WHAT YOU HAVE TO DO – Rewrite all the records below, changing every "Query" to "Target" and keeping everything else the same. Leave the pictures out.

SOURCE DATA –

========================================

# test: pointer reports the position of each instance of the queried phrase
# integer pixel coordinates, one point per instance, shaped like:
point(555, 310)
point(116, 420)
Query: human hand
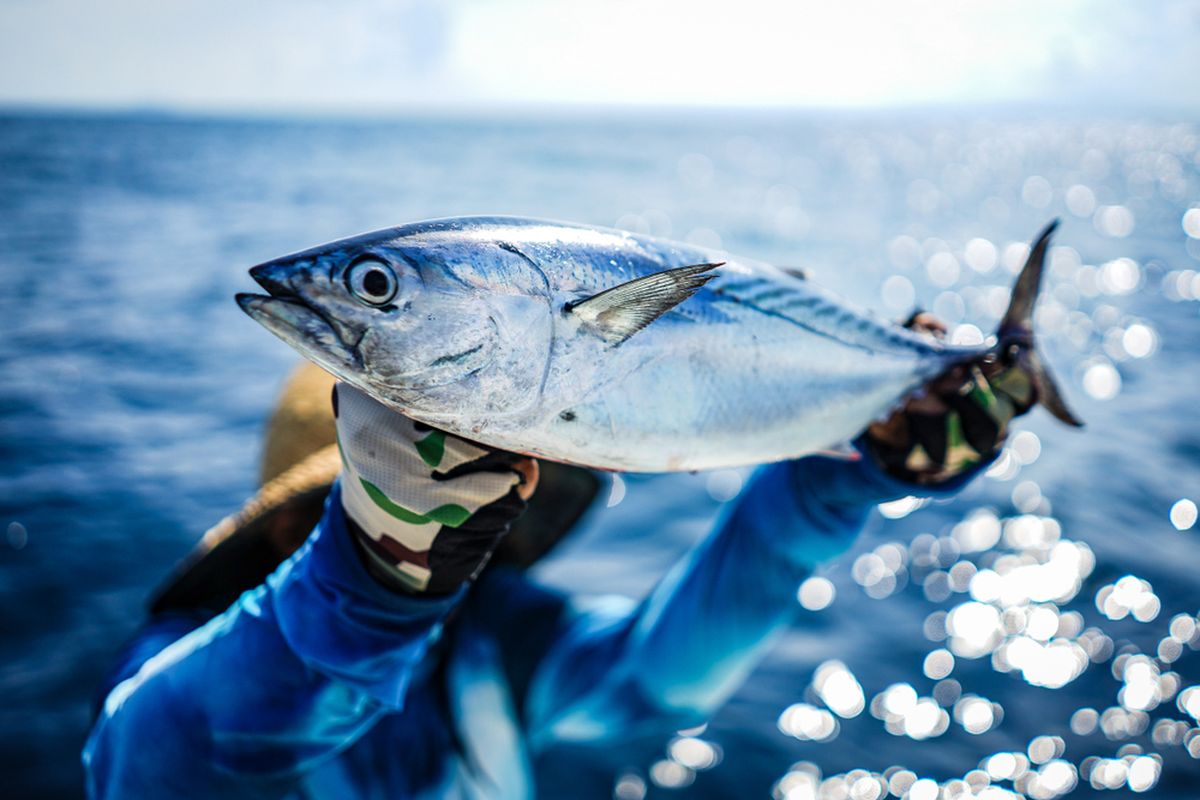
point(427, 509)
point(959, 420)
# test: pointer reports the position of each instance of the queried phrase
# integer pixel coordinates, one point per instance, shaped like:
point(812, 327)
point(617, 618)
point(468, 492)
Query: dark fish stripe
point(742, 286)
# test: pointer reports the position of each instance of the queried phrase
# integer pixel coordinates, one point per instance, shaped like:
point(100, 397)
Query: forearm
point(677, 656)
point(294, 672)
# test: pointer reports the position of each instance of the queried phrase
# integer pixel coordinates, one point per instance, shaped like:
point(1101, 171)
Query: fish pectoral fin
point(615, 314)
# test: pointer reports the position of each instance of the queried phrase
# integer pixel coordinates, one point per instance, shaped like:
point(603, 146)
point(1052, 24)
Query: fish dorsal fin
point(615, 314)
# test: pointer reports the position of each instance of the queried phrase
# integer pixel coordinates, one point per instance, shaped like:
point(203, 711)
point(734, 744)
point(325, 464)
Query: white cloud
point(373, 54)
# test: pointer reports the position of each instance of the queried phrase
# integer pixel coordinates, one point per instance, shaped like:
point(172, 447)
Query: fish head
point(420, 323)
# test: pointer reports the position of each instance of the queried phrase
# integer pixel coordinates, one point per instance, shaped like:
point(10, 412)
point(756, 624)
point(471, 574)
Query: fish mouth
point(300, 325)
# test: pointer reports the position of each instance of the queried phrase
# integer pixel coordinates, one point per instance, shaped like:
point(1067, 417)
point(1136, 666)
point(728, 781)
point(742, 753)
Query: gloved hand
point(957, 422)
point(425, 507)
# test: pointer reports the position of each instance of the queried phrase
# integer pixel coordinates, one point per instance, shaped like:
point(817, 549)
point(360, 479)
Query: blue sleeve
point(291, 674)
point(672, 660)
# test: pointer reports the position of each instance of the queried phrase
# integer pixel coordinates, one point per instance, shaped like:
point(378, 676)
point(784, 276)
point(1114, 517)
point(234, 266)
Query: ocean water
point(1037, 633)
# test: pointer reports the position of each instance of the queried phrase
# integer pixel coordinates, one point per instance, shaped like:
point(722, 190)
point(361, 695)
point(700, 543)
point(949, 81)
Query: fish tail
point(1015, 343)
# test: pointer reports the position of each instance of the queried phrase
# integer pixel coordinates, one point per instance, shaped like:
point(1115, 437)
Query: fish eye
point(372, 282)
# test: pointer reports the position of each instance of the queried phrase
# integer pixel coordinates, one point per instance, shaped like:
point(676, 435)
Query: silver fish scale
point(756, 366)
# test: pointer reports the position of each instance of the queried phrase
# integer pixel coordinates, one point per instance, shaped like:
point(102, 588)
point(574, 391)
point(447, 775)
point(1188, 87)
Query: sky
point(394, 55)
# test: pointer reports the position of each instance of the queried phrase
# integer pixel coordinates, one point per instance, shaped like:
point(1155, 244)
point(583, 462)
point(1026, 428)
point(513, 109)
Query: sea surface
point(1036, 635)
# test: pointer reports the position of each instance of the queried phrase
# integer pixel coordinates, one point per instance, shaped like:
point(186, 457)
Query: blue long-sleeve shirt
point(323, 683)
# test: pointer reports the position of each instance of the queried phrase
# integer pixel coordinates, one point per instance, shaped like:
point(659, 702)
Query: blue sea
point(1037, 635)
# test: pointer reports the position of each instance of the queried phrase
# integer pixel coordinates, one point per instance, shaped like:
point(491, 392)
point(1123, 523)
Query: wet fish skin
point(757, 366)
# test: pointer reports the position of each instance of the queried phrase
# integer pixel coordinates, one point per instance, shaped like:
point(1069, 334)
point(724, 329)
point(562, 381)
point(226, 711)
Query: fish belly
point(696, 398)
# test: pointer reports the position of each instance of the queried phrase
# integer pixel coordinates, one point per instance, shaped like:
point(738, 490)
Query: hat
point(300, 463)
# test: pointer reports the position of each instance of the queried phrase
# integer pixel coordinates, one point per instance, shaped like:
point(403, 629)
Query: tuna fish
point(610, 349)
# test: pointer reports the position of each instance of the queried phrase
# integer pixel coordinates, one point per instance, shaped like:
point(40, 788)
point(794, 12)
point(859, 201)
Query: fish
point(609, 349)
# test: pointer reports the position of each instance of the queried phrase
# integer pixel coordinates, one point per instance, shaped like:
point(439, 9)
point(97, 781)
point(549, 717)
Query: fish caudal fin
point(615, 314)
point(1015, 331)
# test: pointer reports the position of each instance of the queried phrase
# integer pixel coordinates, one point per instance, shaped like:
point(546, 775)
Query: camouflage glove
point(425, 507)
point(958, 421)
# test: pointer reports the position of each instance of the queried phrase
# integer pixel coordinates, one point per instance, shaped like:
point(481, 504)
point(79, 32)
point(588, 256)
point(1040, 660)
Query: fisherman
point(367, 667)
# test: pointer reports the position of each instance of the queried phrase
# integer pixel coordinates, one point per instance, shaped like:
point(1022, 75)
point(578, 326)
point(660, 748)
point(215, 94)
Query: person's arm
point(294, 672)
point(672, 660)
point(299, 668)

========================================

EXERCISE RESULT –
# test: pointer reports the position of each instance of the queried phrase
# integer pixel coordinates, one point per instance, shaped like:
point(555, 310)
point(116, 420)
Target: human hand
point(427, 509)
point(959, 420)
# test: pointer reports the position of each instance of the queried phrase
# integer pixel coordinates, one point per instance, shaped like:
point(812, 327)
point(617, 618)
point(468, 492)
Target: dark fish stripe
point(742, 286)
# test: pointer reports the position of each instance of the queried phrase
# integer pixel coordinates, one point per instance, shaped like:
point(100, 397)
Target: forearm
point(677, 656)
point(294, 672)
# test: pointer reports the position of each instance of the queried phrase
# integer pixel coordinates, one point per instance, shaped like:
point(1101, 171)
Target: fish pectoral fin
point(615, 314)
# test: pointer reports the position of each instance of the queried phrase
# integer pixel coordinates, one point per instance, shaped like:
point(603, 146)
point(1052, 24)
Target: fish dorsal fin
point(615, 314)
# test: pointer reports the position of each instance of the queried phrase
# integer pixel coordinates, one point per instance, shaped like:
point(203, 711)
point(734, 744)
point(325, 464)
Target: white cloud
point(373, 54)
# test: pointer reports the position of each instance of the queried phrase
# integer pixel coordinates, one point per instance, shaped like:
point(172, 447)
Target: fish head
point(420, 323)
# test: pointer reports the position of each instance of the queried phrase
# integer pixel coordinates, one point per instance, shaped like:
point(10, 412)
point(756, 624)
point(471, 574)
Target: fish mouth
point(300, 325)
# test: pointer reports the position of each instance of the queried phrase
# integer pixel coordinates, one point per instance, shaped like:
point(1067, 417)
point(1136, 666)
point(728, 781)
point(742, 753)
Target: gloved hand
point(957, 422)
point(425, 507)
# test: pointer reports the position of each instance of the queried phrase
# integer pixel coordinates, one point per instance, shaped like:
point(817, 549)
point(360, 479)
Target: blue sleeve
point(291, 674)
point(672, 660)
# test: pointer reports the position of each instance of the queried phrase
# integer pixel coordinates, one point per instance, shaped like:
point(378, 676)
point(784, 276)
point(1114, 517)
point(234, 266)
Target: ocean water
point(1037, 633)
# test: pointer reports the position of each instance of the queried phrase
# integer pixel coordinates, one point per instance, shaped like:
point(722, 190)
point(361, 695)
point(700, 543)
point(949, 81)
Target: fish tail
point(1015, 343)
# test: pointer reports the position of each instance of the queried phrase
# integer pixel coordinates, one point per instance, shaped like:
point(1115, 437)
Target: fish eye
point(372, 282)
# test: pointer reports the position of each instance of the queried phrase
# integer pixel coordinates, one point per instance, shaped like:
point(676, 435)
Target: silver fish scale
point(756, 366)
# test: pointer reports the position of each instance of the queried phrase
# integer pixel coordinates, one point per instance, shaped like:
point(102, 588)
point(574, 391)
point(447, 775)
point(1188, 87)
Target: sky
point(394, 55)
# test: pointer reports the position of each instance of the queried phrase
# integer pixel coordinates, one point per instance, shaped like:
point(1155, 244)
point(583, 462)
point(1026, 428)
point(513, 109)
Target: sea surface
point(1036, 635)
# test: pointer reports the position of each instance of the queried phrase
# integer pixel coordinates, one point per instance, shaped like:
point(186, 457)
Target: blue long-sleeve shirt
point(323, 683)
# test: pointer reports the position of each instance of the queried phrase
# integer pixel coordinates, one point per instance, shaped like:
point(659, 702)
Target: blue sea
point(1037, 635)
# test: pointer reports the position of each instance of the queried phrase
# integer pixel coordinates, one point per instance, shaped like:
point(491, 392)
point(1123, 523)
Target: wet fish skin
point(757, 366)
# test: pointer reports the position of each instance of the queried phrase
# integer pixel coordinates, one point per instance, shaped like:
point(1069, 334)
point(724, 329)
point(562, 381)
point(226, 711)
Target: fish belly
point(696, 398)
# test: pointer reports the position of each instance of the queried phrase
# integer pixel coordinates, one point per instance, shaped like:
point(738, 490)
Target: hat
point(300, 463)
# test: pointer reports the position of each instance of the queried phrase
# integer pixel coordinates, one point per instance, shaped like:
point(403, 629)
Target: tuna fish
point(610, 349)
# test: pointer reports the position of each instance of the queried phrase
# integer pixel coordinates, one point per instance, shaped like:
point(40, 788)
point(794, 12)
point(859, 201)
Target: fish
point(609, 349)
# test: pointer reports the position of each instance of the queried phrase
# integer pixel coordinates, one point per instance, shaped like:
point(439, 9)
point(97, 781)
point(549, 717)
Target: fish caudal fin
point(615, 314)
point(1015, 331)
# test: pointer reports the position of each instance of the queried phrase
# integer pixel coordinates, one point per instance, shaped like:
point(546, 775)
Target: camouflage glove
point(425, 507)
point(958, 421)
# test: pointer reports the position of each instance of the queried phrase
# integer pixel coordinates, one point per instance, shaped like:
point(481, 504)
point(79, 32)
point(588, 256)
point(1040, 660)
Target: fisherman
point(367, 667)
# test: pointer reports the position of each instance of the queried phrase
# integer pixel coordinates, one point per instance, shaped like:
point(1022, 75)
point(578, 326)
point(660, 748)
point(215, 94)
Target: person's arm
point(294, 672)
point(672, 660)
point(299, 668)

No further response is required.